[OLPC Security] A mom's worries
Adric Net
adric at adric.net
Thu Nov 29 07:58:42 EST 2007
Hi,
I understand your point (about root security), but please review the
BitFrost documentation for a detailed explanation of the unique and
specific guidelines the system is being developed under. eg: http://wiki.laptop.org/go/BitFrost
For one, passwords are considered an advanced feature, to be offered
to users (children, remember) who have advanced far enough in the
computer skills to understand that utility and weakness. Leaving the
system accessible to the children so they can learn is a high priority
for the OLPC system.
For another, at any stage farther down the distribution tree, a
government, a classroom, or perhaps even a parent could easily
institute such a measure as you describe, or as numerous voices have
requested, other software. This does not need to be done at the
distribution level, and in fact your specific request (set a root
password) would probably hamper the sponsoring governments ability to
use the machines. It's a non-starter for this project.
Bitfrost is a pretty darn nifty and quite ambitious plan to use all of
the tools available to ensure the functional and educational goals of
the platform. Once you've read over the draft spec, I'm sure the team
will appreciate your input, particular if you can help them code part
of it :) Malware defense is a big problem and _is_ an important part
of the security plan (eg Rainbow, whitelisted capabilities), but there
are other considerations.

[Extracted records]

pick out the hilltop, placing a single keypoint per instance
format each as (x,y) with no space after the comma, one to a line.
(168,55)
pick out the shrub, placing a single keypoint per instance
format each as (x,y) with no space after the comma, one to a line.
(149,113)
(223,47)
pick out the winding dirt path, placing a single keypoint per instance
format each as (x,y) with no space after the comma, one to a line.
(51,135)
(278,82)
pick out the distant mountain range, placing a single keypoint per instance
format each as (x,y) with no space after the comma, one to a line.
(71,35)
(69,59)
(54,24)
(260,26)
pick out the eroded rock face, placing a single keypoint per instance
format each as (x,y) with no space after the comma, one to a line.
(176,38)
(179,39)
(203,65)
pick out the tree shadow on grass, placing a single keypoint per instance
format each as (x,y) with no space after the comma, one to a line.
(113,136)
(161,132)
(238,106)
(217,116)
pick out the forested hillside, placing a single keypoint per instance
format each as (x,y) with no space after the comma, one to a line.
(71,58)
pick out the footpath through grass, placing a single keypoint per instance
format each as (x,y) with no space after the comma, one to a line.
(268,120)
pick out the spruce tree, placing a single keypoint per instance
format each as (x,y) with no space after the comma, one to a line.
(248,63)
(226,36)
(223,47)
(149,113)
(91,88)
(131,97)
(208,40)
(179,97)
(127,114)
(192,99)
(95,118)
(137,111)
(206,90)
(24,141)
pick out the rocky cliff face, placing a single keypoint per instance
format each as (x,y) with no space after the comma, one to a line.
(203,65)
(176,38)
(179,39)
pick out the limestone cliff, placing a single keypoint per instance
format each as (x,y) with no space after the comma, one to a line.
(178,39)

_PROBLEMS TO SOLVE_:
1. According to the post on OLPC security, how are passwords regarded in the system's design?
2. Write out everything in the OLPC security post from "[OLPC Security] A" down to "the OLPC system.".
3. Continue the mailing list post about OLPC security past its final sentence.

_EXERCISE RESPONSES_:
1. As an advanced feature, offered to users who have advanced far enough in their computer skills to understand that utility and weakness.

2.
[OLPC Security] A mom's worries
Adric Net
adric at adric.net
Thu Nov 29 07:58:42 EST 2007
Hi,
I understand your point (about root security), but please review the
BitFrost documentation for a detailed explanation of the unique and
specific guidelines the system is being developed under. eg: http://wiki.laptop.org/go/BitFrost
For one, passwords are considered an advanced feature, to be offered
to users (children, remember) who have advanced far enough in the
computer skills to understand that utility and weakness. Leaving the
system accessible to the children so they can learn is a high priority
for the OLPC system.

3.
Thanks,
Adric Net
On Nov 29, 2007, at 7:32 AM, Gmail Team wrote:
> isolation (Multics, the various *nix {BSD, Linux, etc, etc], VMS,
> and
> a signficant flotilla of others over
> the last 40 years) have fewer "downstream consequences" to software
> suffering "unintended consequences".
> The problem has been that, until fairly recently, user-friendly
> desktop software like Windows has been designed
> with *very poor* user-to-user isolation, because the original design
> of the operating system was single-user.
>
> The root in the XO doesn't have a password, how can talk about,
> permissions, and all that stuff, it the root, the admin of the whole
> system doesn't has his own passwd ?. Any malware, can affect the
> system simply doing 'su´.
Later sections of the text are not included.